_EXERCISE DESCRIPTION:_
Find every line in the rows below that contains the string "clicks", matching case exactly, and copy each of those lines in full.

Stored items from a collection:
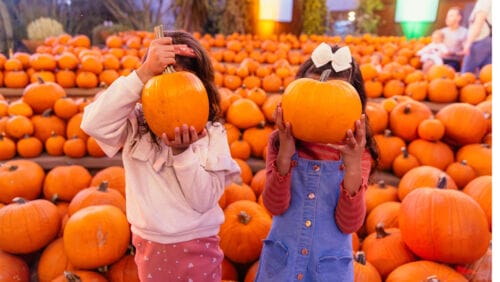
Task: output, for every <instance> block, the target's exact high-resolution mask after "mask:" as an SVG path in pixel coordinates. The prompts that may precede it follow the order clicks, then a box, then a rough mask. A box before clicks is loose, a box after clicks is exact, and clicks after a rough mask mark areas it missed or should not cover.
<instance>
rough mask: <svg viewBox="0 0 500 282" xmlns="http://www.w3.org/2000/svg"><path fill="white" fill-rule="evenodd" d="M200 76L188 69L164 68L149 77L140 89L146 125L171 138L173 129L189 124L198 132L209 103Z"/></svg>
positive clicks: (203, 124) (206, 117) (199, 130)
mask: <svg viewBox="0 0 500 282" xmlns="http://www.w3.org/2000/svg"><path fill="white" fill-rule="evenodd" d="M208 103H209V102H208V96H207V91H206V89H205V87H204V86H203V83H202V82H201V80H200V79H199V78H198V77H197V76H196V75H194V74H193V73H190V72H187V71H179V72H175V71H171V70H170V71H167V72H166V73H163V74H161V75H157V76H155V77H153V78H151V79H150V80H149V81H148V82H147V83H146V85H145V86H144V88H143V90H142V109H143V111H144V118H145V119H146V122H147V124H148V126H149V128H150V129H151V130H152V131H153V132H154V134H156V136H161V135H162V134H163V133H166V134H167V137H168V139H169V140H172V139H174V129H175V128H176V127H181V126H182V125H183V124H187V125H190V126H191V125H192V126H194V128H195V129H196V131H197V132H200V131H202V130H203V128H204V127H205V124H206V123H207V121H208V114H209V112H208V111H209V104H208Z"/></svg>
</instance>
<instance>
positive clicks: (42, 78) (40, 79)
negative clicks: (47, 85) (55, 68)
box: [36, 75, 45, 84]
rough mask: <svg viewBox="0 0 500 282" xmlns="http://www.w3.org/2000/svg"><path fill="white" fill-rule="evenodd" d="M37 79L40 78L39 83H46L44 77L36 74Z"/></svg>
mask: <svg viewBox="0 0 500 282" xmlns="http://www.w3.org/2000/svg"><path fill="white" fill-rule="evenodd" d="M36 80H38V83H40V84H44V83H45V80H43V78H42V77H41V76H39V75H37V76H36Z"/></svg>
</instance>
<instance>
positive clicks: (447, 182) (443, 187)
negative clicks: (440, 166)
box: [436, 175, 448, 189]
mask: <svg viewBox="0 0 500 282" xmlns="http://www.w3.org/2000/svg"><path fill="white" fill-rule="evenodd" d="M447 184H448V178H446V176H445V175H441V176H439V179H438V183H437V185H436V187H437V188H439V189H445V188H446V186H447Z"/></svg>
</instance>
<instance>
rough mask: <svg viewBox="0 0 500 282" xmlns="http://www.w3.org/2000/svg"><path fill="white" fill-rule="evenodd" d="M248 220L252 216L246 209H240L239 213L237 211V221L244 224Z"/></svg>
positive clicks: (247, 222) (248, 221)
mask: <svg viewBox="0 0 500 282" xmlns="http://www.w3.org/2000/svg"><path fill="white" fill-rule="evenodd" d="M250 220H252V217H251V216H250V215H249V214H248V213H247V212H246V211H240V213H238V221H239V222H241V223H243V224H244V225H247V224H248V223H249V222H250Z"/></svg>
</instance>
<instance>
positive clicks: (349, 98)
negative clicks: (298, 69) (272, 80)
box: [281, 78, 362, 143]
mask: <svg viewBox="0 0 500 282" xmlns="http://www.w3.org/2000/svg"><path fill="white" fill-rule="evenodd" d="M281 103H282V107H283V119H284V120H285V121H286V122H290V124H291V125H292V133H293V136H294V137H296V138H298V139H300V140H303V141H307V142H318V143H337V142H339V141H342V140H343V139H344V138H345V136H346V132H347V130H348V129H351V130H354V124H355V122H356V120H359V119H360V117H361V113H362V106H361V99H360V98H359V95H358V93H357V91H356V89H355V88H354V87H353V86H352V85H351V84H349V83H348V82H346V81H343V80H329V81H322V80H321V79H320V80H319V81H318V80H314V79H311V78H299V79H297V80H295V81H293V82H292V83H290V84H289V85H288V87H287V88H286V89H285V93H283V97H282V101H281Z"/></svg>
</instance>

_ANSWER BOX:_
Task: output, for every <instance> block, the target's exact high-resolution mask after "mask:" as an SVG path in pixel coordinates. The prompts that may precede it follow the order clicks, then a box, then a rough mask. A box before clicks is loose, a box after clicks is exact, and clicks after a rough mask mark areas it missed or should not cover.
positive clicks: (203, 124) (206, 117) (199, 130)
positive clicks: (42, 78) (40, 79)
negative clicks: (47, 85) (55, 68)
positive clicks: (447, 182) (443, 187)
negative clicks: (440, 166)
positive clicks: (247, 222) (248, 221)
positive clicks: (349, 98)
negative clicks: (298, 69) (272, 80)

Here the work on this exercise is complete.